[Document extract]
Data is often scarce when it relates to the development of electricity infrastructure in emerging economies. Using geographic information system (GIS) databases has become standard practice,¹ but information digitization, data collection, and aggregation at scale can be costly and take years. Researchers are looking for clever solutions for instances where data is low quality or unavailable.

Nighttime lights (NTL) satellite imagery provides a unique perspective on human activity (Fig. 1). This data is particularly useful because it reflects consistent measurements, is often very low or no cost, and is globally available at relatively high temporal and spatial resolutions. NTL imagery has been applied to electricity sector challenges such as electrification access tracking, transmission and distribution line mapping, electricity reliability estimation, and electricity consumption assessments.

While NTLs offer exciting promise, they can be challenging to use and extracting their full potential is an open area of research.

NTLs can inform efforts to expand electricity access and build out infrastructure

NTLs promise significant value in terms of massively scaling analyses to areas that do not have information otherwise available. While model accuracies are not always high and sparse verification data poses an enduring challenge, NTLs help to:

• Estimate the extent of electrification in low-access countries. Determining where electricity supplies are and where they do not yet exist helps avoid planning redundant infrastructure. A number of studies show electrification status estimation at the village² and grid cell-levels.³
• Estimate the locations of transmission and MV distribution power lines. Such characterizations at this scale are necessary inputs for large-scale electrification planning tools.⁴
• Indicate grid reliability. Even where buildings are supplied electric power in low-access countries, they are subject to power disruptions and poor reliability. Processed daily NTL imagery can help detect outages and estimate grid reliability.⁵
• Electricity consumption estimation.⁶ Forecasting electricity consumption and demand is important for planning infrastructure. Overbuilt infrastructure implies wasted resources with high opportunity cost while underbuilding yields outages and forgone economies of scale.

[Work to do]
A - List each line in the entries that contains the word "siding", matching case exactly.
B - Write the next part of the article on nighttime lights imagery and electricity infrastructure, picking up after its last sentence.
The text and the entries have nothing to do with each other.

[Supplied material]
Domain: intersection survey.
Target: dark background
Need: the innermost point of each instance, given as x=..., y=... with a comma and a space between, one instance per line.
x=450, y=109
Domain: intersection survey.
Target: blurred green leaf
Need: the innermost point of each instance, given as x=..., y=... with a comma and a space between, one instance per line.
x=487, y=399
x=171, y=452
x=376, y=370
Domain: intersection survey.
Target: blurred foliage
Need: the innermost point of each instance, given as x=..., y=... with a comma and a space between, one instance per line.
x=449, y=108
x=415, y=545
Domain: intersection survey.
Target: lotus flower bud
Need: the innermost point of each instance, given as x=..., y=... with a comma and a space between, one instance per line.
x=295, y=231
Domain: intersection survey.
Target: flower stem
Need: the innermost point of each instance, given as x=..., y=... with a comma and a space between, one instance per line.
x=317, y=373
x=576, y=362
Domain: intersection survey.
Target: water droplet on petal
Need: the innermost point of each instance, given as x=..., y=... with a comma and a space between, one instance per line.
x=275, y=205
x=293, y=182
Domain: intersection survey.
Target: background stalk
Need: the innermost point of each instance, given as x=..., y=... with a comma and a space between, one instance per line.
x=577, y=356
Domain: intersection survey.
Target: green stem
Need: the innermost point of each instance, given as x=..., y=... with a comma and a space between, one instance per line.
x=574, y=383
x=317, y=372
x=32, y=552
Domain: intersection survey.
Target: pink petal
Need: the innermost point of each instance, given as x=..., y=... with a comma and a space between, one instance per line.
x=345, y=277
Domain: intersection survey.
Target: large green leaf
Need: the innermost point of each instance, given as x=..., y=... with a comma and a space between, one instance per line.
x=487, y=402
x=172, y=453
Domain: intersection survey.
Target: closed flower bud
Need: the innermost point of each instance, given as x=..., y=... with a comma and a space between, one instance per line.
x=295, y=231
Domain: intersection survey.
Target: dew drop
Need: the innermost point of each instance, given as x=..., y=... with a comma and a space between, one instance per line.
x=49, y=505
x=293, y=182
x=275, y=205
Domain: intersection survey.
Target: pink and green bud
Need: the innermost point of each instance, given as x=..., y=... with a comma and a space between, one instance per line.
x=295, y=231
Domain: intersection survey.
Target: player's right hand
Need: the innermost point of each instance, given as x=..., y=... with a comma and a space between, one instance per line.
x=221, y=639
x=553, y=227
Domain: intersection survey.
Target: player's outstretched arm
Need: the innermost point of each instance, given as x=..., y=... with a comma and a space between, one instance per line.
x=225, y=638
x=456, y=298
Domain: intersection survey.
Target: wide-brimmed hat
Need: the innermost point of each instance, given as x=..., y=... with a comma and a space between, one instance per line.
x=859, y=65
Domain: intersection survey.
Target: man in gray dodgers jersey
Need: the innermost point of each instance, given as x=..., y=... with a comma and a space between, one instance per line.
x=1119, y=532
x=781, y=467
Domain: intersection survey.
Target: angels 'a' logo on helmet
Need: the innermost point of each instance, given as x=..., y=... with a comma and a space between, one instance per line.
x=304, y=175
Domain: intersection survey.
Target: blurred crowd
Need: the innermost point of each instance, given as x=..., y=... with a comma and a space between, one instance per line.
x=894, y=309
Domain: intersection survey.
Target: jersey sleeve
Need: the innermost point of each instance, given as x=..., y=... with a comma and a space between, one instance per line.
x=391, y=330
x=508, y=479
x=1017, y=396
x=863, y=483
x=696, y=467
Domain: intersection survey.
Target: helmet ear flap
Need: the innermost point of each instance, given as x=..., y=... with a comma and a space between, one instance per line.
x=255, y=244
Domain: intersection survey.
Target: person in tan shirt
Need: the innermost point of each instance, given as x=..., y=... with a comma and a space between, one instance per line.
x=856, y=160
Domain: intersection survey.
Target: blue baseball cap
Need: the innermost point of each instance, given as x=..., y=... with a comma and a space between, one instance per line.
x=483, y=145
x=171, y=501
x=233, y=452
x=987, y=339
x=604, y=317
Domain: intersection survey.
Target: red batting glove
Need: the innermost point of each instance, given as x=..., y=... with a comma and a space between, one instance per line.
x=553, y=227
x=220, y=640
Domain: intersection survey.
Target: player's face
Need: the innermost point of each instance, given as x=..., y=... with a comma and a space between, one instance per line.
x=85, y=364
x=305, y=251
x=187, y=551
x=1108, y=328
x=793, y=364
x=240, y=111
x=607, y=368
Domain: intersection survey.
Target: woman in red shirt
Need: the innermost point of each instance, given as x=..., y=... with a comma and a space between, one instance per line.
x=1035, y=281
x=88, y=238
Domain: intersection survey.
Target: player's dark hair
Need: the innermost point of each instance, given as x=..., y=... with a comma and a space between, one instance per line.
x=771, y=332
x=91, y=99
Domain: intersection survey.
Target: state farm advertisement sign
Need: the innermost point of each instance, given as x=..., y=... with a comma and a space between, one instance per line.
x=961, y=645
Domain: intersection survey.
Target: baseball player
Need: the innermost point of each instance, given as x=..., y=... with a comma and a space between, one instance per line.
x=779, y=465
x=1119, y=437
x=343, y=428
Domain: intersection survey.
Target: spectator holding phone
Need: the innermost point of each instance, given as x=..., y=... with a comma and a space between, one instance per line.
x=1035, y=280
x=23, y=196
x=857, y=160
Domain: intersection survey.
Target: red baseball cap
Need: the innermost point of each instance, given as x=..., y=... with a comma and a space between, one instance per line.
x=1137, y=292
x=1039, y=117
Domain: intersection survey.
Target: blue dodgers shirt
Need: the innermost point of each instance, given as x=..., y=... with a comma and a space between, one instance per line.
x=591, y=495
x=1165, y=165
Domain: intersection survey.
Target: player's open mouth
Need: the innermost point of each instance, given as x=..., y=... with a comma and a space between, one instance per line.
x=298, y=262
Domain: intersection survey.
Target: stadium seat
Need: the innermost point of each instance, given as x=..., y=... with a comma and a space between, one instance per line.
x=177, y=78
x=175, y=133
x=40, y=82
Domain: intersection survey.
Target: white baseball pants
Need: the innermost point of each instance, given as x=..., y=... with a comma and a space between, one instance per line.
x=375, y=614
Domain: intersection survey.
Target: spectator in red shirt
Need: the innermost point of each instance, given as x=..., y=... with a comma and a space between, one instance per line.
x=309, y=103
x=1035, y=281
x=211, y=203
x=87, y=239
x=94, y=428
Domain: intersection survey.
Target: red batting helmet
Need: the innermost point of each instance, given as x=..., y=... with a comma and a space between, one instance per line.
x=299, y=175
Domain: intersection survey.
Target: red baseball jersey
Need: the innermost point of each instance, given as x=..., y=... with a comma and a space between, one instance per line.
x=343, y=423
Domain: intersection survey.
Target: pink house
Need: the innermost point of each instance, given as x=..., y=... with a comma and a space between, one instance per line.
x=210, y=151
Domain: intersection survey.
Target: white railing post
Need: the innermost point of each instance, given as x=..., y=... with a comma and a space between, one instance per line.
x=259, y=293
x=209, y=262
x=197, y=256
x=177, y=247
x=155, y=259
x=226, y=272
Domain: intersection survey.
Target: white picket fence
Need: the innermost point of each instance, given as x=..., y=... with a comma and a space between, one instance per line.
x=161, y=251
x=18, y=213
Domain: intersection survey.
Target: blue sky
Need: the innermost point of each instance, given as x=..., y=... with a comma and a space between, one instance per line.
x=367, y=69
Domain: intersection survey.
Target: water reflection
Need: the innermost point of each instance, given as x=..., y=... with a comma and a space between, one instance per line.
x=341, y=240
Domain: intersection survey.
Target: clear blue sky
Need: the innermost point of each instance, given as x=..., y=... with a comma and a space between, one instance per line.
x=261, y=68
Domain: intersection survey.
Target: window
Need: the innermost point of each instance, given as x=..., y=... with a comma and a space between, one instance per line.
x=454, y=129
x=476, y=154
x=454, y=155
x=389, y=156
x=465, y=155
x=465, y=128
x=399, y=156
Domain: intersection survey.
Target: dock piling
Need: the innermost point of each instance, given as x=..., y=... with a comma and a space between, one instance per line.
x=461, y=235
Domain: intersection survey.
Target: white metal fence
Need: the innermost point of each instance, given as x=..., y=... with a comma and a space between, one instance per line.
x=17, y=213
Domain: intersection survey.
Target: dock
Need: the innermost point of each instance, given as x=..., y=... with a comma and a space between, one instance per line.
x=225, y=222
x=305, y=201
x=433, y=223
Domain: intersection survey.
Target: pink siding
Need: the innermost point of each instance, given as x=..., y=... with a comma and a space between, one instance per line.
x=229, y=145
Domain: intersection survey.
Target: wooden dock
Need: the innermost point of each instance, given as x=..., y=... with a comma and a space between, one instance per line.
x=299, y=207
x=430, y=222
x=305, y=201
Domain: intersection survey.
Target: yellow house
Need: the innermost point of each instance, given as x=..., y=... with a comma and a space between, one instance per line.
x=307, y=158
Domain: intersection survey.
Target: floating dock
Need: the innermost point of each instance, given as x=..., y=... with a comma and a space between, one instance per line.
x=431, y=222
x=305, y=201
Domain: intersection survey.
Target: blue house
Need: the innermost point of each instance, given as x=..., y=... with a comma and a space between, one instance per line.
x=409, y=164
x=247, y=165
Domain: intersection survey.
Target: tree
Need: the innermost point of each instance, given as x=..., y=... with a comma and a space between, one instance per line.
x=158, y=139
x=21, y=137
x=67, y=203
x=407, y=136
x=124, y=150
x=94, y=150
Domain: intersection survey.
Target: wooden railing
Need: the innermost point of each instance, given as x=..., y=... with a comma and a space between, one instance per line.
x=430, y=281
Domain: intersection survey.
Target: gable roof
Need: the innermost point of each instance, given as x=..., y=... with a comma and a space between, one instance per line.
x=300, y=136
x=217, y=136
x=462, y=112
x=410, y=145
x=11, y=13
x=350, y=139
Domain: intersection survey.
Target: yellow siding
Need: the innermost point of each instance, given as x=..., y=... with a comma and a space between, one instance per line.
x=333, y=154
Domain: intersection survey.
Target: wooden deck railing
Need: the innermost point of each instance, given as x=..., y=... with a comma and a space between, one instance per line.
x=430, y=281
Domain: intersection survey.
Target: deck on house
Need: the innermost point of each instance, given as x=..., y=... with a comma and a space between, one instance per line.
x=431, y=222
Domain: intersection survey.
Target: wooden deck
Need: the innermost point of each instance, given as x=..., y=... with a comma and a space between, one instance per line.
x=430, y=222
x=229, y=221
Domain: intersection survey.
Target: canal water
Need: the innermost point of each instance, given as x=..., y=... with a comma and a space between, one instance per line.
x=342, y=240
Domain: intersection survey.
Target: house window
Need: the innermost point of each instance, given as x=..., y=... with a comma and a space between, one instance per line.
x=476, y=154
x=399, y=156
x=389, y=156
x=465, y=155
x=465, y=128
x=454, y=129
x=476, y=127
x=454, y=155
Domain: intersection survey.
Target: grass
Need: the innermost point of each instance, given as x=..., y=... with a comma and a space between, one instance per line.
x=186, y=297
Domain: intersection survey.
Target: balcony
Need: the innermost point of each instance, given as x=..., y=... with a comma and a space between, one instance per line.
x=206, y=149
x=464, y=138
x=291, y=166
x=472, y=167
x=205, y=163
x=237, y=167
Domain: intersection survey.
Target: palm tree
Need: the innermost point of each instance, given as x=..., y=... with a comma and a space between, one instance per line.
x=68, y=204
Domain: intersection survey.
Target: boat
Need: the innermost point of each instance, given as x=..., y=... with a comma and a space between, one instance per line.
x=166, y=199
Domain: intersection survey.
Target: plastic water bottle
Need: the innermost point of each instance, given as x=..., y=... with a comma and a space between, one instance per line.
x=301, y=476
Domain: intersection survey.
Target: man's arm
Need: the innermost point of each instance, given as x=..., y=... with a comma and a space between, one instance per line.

[The replies]
A -
Target: pink siding
Target: yellow siding

B -
Combining NTL images with other data sets in creative ways offers enhanced value

New research focuses on extracting value out of NTL images in non-traditional ways:

• High-res poverty maps via “transfer learning.” Most traditional approaches to employing NTLs in analysis use image pixel values directly, but there is also synergistic value in creatively combining NTL and high-res daytime satellite images. Jean et al.⁷ exemplify this by training neural network models to estimate NTL values as output, then rearranging model representations to estimate economic well-being in five African countries. These “transfer learning” procedures can significantly outperform models using NTL values alone.
• Probabilistic data fusion. Investment decisions may look very different depending on whether information uncertainty is high or low. Dean et al.⁸ incorporate NTL pixel values, building density information, and power transformer location and density data to provide probabilistic estimates of electrification status using a “lightweight data fusion” model. Future work with NTL-informed probabilistic representations of electricity supply and demand promise to improve investment efficiencies in the sector.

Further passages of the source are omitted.